- **Texte cité**
============================================================

Segmentez des clients d'un site de e-commerce
==========================================

![logo](https://olist.com/wp-content/uploads/2018/04/Logo-01.png)

In [None]:
import os
from pathlib import Path
from datetime import datetime, timedelta

import numpy as np
import pandas as pd
import matplotlib.pyplot as plt
import seaborn as sns
from ipywidgets import widgets, interact, interact_manual
from IPython.display import display
from sklearn.preprocessing import StandardScaler
from sklearn.cluster import KMeans

from src.features import build_features
from src.visualization.visualize import group_analysis

sns.set()

RANDOM_STATE = 100 # Keep cluster consistent over execution

In [None]:
data = build_features.load_data(Path('../data/raw').resolve())

In [None]:
def make_dataset(data, date_start, date_end):
    orders = build_features.get_orders_between_two_dates(data, date_start, date_end)
    customers = build_features.customer_table(data)
    customers = build_features.frequencies(customers, orders, data)
    customers = build_features.recencies(customers, orders, data)
    customers = build_features.monetary(customers, orders, data)
    customers = build_features.items_per_cart(customers, orders, data)
    customers = build_features.monetary_per_categ(customers, orders, data)
    customers = build_features.reviews(customers, data)
    customers = customers[customers['frequency'] > 0]
    customers = customers[customers['recency'].notna()]
    customers.fillna(0.0, inplace=True)

============================================================

- **Extraits de données**
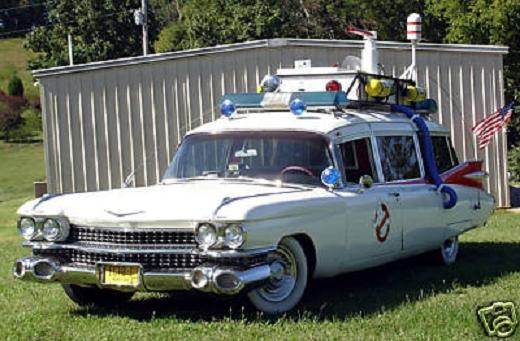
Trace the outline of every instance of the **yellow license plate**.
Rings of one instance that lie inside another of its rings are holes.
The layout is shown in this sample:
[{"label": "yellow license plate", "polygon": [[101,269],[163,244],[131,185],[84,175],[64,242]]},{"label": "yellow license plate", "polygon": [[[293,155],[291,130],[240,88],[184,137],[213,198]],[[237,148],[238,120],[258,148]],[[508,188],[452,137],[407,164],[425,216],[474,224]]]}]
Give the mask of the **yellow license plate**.
[{"label": "yellow license plate", "polygon": [[103,265],[101,284],[137,287],[139,267],[132,265]]}]

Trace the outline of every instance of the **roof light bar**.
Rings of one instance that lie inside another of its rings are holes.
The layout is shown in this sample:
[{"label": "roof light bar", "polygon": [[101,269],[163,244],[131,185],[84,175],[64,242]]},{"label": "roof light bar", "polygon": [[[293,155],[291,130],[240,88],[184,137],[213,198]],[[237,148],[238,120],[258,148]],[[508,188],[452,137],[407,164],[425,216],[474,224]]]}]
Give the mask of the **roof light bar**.
[{"label": "roof light bar", "polygon": [[220,103],[231,101],[237,109],[271,108],[287,109],[295,99],[303,101],[309,107],[344,107],[348,104],[343,91],[317,92],[270,92],[270,93],[237,93],[225,94]]}]

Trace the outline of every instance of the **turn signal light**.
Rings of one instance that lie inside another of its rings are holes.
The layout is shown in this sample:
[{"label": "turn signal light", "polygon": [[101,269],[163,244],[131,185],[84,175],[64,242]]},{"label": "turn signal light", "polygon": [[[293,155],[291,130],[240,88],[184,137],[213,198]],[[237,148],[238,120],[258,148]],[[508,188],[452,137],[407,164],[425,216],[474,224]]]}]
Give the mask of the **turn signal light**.
[{"label": "turn signal light", "polygon": [[325,85],[326,91],[341,91],[341,83],[337,80],[331,80]]}]

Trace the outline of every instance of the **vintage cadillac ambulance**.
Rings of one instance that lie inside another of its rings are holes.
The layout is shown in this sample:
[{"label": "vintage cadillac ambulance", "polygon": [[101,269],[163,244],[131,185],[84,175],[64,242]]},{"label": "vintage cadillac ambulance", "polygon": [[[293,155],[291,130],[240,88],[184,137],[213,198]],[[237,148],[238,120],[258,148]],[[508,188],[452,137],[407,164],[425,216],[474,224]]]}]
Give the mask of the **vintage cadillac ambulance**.
[{"label": "vintage cadillac ambulance", "polygon": [[454,262],[458,235],[494,208],[480,163],[457,159],[415,82],[308,64],[225,95],[155,186],[24,204],[32,255],[14,276],[80,305],[198,290],[276,314],[312,278],[430,250]]}]

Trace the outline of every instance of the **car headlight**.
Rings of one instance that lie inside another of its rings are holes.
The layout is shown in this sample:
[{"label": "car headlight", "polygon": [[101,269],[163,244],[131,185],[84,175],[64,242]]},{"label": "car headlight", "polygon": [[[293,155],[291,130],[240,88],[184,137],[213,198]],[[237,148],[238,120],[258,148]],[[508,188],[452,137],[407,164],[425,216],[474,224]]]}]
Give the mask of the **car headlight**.
[{"label": "car headlight", "polygon": [[43,223],[43,238],[50,242],[61,239],[63,231],[59,221],[49,218]]},{"label": "car headlight", "polygon": [[18,231],[23,239],[31,240],[36,234],[36,223],[32,218],[22,218],[18,223]]},{"label": "car headlight", "polygon": [[203,249],[208,249],[217,242],[217,230],[211,224],[201,224],[197,227],[195,240]]},{"label": "car headlight", "polygon": [[244,230],[238,224],[231,224],[224,229],[224,245],[230,249],[238,249],[244,244]]}]

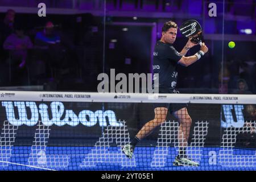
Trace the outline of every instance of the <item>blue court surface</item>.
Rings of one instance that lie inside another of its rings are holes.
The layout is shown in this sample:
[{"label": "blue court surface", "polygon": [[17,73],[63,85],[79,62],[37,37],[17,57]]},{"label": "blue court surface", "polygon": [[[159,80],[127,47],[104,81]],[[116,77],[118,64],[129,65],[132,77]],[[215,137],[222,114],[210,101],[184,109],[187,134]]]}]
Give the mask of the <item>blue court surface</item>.
[{"label": "blue court surface", "polygon": [[39,148],[2,148],[0,170],[256,170],[255,149],[188,148],[189,155],[200,166],[175,167],[172,165],[177,153],[174,147],[138,147],[131,159],[117,147]]}]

============================================================

- **Série de tâches**
**1.** Répondez à ces questions sur le texte cité :
(a) Quelle valeur est attribuée à RANDOM_STATE ?
(b) Quelle classe est importée de sklearn.cluster ?
(c) Dans la fonction make_dataset, par quelle valeur fillna remplace-t-il les valeurs manquantes ?
**2.** Renvoyez à l'identique le passage du texte cité allant de « from src.features import » à « customers = build_features.customer_table(data) ».
Les données n'ont aucun lien avec le texte cité.

- **Corrigé des tâches**
**1.**
(a) 100
(b) KMeans
(c) 0.0

**2.**
from src.features import build_features
from src.visualization.visualize import group_analysis

sns.set()

RANDOM_STATE = 100 # Keep cluster consistent over execution

In [None]:
data = build_features.load_data(Path('../data/raw').resolve())

In [None]:
def make_dataset(data, date_start, date_end):
    orders = build_features.get_orders_between_two_dates(data, date_start, date_end)
    customers = build_features.customer_table(data)